* Description of the task:
Nothing but an exact copy of the records below counts as the answer.

* Working data:
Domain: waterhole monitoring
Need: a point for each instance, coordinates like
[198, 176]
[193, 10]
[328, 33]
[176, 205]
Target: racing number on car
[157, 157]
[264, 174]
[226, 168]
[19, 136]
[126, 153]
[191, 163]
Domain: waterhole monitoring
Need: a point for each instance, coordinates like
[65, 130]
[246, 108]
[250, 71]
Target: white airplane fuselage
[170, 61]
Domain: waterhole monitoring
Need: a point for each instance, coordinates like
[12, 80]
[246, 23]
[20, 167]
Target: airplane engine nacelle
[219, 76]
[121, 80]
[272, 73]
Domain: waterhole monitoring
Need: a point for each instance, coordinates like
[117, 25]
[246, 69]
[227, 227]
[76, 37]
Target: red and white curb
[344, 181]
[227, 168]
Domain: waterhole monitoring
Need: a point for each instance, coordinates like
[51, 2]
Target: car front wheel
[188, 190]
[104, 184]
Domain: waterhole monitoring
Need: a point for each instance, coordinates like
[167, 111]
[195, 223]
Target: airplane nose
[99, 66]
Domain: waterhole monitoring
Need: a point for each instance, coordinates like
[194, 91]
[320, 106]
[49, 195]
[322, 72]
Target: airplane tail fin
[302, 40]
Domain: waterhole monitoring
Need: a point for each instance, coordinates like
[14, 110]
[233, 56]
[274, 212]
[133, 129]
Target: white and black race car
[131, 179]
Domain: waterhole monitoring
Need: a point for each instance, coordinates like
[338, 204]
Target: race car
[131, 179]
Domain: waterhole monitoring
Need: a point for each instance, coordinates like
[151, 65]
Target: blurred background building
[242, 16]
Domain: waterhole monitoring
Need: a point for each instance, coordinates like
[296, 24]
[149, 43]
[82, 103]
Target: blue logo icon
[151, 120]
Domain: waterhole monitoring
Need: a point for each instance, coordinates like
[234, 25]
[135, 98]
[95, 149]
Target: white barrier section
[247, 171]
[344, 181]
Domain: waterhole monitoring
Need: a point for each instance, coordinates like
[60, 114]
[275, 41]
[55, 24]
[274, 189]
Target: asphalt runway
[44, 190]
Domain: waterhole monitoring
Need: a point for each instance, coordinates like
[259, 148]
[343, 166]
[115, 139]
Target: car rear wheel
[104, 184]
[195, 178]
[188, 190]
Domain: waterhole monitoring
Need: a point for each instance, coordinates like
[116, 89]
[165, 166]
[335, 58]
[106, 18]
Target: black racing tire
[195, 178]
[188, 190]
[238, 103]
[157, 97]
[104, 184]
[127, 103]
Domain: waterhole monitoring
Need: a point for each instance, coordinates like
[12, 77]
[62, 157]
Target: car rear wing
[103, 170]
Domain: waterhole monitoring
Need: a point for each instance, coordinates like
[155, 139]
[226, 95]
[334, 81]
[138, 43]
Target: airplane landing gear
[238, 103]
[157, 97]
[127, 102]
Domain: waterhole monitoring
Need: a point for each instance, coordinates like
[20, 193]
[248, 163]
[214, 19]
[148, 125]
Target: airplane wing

* Answer below:
Domain: waterhole monitoring
Need: a point for each instance, coordinates like
[198, 176]
[193, 10]
[328, 33]
[176, 205]
Target: racing number on car
[157, 157]
[264, 174]
[226, 168]
[19, 136]
[126, 153]
[191, 163]
Domain: waterhole monitoring
Need: a point for each instance, coordinates like
[65, 130]
[246, 108]
[250, 71]
Target: white airplane fuselage
[170, 61]
Domain: waterhole monitoring
Need: a point for each instance, coordinates like
[12, 80]
[246, 23]
[20, 167]
Target: airplane engine nacelle
[219, 76]
[121, 80]
[272, 73]
Domain: waterhole monitoring
Need: a point for each instance, coordinates like
[117, 25]
[246, 69]
[227, 227]
[76, 37]
Target: red and white curb
[344, 181]
[227, 168]
Domain: waterhole monitoring
Need: a point for each instance, coordinates like
[51, 2]
Target: car front wheel
[188, 190]
[104, 184]
Domain: waterhole monitoring
Need: a point for each instance, coordinates like
[167, 111]
[195, 223]
Target: airplane nose
[99, 66]
Domain: waterhole monitoring
Need: a point for each instance, coordinates like
[194, 91]
[320, 106]
[49, 195]
[322, 72]
Target: airplane tail fin
[302, 40]
Domain: waterhole monitoring
Need: a point for each instance, coordinates like
[14, 110]
[233, 56]
[274, 212]
[133, 129]
Target: white and black race car
[131, 179]
Domain: waterhole monitoring
Need: a point for each instance, coordinates like
[338, 204]
Target: race car
[131, 179]
Domain: waterhole monitoring
Need: a point for each instance, coordinates like
[151, 65]
Target: blurred background building
[242, 16]
Domain: waterhole monitoring
Need: a point for each instance, coordinates like
[296, 24]
[149, 43]
[82, 103]
Target: blue logo icon
[151, 120]
Domain: waterhole monitoring
Need: a point for each instance, coordinates like
[234, 25]
[135, 98]
[95, 149]
Target: white barrier section
[247, 171]
[344, 181]
Domain: waterhole monitoring
Need: a point for each instance, coordinates like
[60, 114]
[275, 41]
[55, 24]
[274, 189]
Target: asphalt runway
[44, 190]
Domain: waterhole monitoring
Need: a point for each instance, coordinates like
[259, 148]
[343, 166]
[115, 139]
Target: car rear wheel
[104, 184]
[195, 178]
[188, 190]
Domain: waterhole monitoring
Need: a point for each instance, coordinates like
[116, 89]
[165, 166]
[335, 58]
[106, 18]
Target: black racing tire
[195, 178]
[188, 190]
[238, 103]
[157, 97]
[104, 184]
[127, 103]
Domain: waterhole monitoring
Need: a point for each instance, coordinates like
[12, 77]
[62, 157]
Target: car rear wing
[103, 170]
Domain: waterhole monitoring
Need: a point for each instance, coordinates like
[155, 139]
[226, 95]
[334, 81]
[138, 43]
Target: airplane landing gear
[238, 103]
[157, 97]
[127, 102]
Domain: waterhole monitoring
Need: a point for each instance, coordinates like
[20, 193]
[248, 163]
[214, 19]
[148, 125]
Target: airplane wing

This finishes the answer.